» AIM
Can you quote the lines below word for word, with nothing changed?

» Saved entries
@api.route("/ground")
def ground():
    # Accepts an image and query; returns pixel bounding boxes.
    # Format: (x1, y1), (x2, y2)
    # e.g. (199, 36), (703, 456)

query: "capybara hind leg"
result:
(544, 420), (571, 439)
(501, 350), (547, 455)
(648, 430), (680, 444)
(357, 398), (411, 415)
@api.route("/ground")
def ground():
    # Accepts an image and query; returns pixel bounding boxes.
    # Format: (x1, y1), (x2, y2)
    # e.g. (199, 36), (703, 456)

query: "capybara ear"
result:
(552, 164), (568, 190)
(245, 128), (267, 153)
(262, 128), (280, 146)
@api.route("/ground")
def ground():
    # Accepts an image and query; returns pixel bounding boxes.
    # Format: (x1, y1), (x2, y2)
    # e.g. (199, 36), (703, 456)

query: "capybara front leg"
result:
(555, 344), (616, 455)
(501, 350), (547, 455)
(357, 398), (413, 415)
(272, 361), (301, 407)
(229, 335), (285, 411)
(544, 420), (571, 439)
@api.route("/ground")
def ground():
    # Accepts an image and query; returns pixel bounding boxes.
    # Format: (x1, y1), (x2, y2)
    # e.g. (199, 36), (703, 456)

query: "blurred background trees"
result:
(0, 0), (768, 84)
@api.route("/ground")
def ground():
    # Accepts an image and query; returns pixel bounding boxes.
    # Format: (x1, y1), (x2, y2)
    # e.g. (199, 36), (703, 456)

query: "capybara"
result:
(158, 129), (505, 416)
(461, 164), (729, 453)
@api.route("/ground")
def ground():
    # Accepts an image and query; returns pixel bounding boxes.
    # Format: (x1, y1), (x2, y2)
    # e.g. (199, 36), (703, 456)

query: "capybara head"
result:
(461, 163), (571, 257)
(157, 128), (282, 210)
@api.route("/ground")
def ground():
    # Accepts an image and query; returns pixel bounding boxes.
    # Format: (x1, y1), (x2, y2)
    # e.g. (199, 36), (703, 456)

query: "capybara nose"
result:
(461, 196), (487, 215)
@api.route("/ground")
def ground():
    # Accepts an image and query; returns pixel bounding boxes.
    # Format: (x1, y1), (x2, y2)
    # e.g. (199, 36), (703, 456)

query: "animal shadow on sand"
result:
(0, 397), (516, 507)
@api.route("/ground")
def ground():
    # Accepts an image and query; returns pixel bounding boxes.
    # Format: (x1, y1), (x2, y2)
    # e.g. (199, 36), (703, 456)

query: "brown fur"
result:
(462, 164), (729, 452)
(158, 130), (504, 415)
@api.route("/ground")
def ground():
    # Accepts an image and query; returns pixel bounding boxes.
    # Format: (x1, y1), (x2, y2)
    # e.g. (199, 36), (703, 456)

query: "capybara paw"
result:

» THE RESPONSE
@api.route("/ground")
def ground():
    # Accepts an image and query; returns pixel bounding boxes.
    # Format: (x1, y1), (x2, y2)
    # e.g. (199, 36), (703, 456)

query: "capybara hind leg"
result:
(544, 420), (571, 439)
(501, 350), (547, 455)
(648, 430), (680, 444)
(357, 398), (411, 415)
@api.route("/ground")
def ground():
    # Accepts an image and query; returns pixel bounding boxes.
    # Format: (x1, y1), (x2, y2)
    # e.g. (199, 36), (703, 456)

query: "capybara ear"
result:
(552, 164), (568, 190)
(245, 128), (267, 153)
(262, 128), (280, 146)
@api.route("/ground")
def ground():
    # Accepts an image and query; returns pixel bounding boxes.
    # Format: (x1, y1), (x2, y2)
    # e.g. (199, 36), (703, 456)

query: "capybara front leg"
result:
(555, 344), (616, 455)
(501, 350), (547, 455)
(357, 398), (413, 415)
(272, 361), (301, 407)
(229, 335), (285, 411)
(544, 420), (571, 439)
@api.route("/ground")
def ground():
    # Accepts an image and query; returns pixel bounding boxes.
    # Format: (x1, y1), (x2, y2)
    # e.g. (199, 36), (703, 456)

query: "blurred background trees"
result:
(0, 0), (768, 84)
@api.route("/ground")
def ground():
    # Accepts an image and query; returns pixel bounding boxes.
    # Format: (x1, y1), (x2, y2)
    # e.g. (199, 36), (703, 456)

query: "capybara"
result:
(158, 129), (505, 416)
(461, 164), (729, 453)
@api.route("/ground")
def ground():
    # Accepts an image and query; returns pixel bounding boxes.
    # Format: (x1, y1), (x2, y2)
    # e.g. (199, 36), (703, 456)

query: "capybara head"
result:
(461, 163), (571, 257)
(157, 128), (282, 210)
@api.route("/ground")
def ground():
    # Accepts an image and query; returns pixel bounding boxes.
    # Format: (x1, y1), (x2, y2)
    # e.g. (199, 36), (703, 456)

query: "capybara nose"
result:
(461, 196), (487, 215)
@api.route("/ground")
def ground():
    # Accepts an image and query; returns pixel bounding boxes.
    # Format: (x1, y1), (x2, y2)
    # e.g. (199, 36), (703, 456)

query: "animal shadow on sand"
result:
(0, 397), (516, 507)
@api.route("/ground")
def ground():
    # Accepts an image and query; returns pixel bounding boxes.
    # Format: (x1, y1), (x2, y2)
    # e.g. (199, 36), (703, 456)

query: "brown fur"
result:
(462, 164), (729, 452)
(158, 130), (504, 415)
@api.route("/ground")
def ground():
    # Accepts an image and query; returns pixel bounding boxes.
    # Format: (x1, y1), (x2, y2)
    # e.g. (199, 36), (703, 456)

query: "capybara paw"
result:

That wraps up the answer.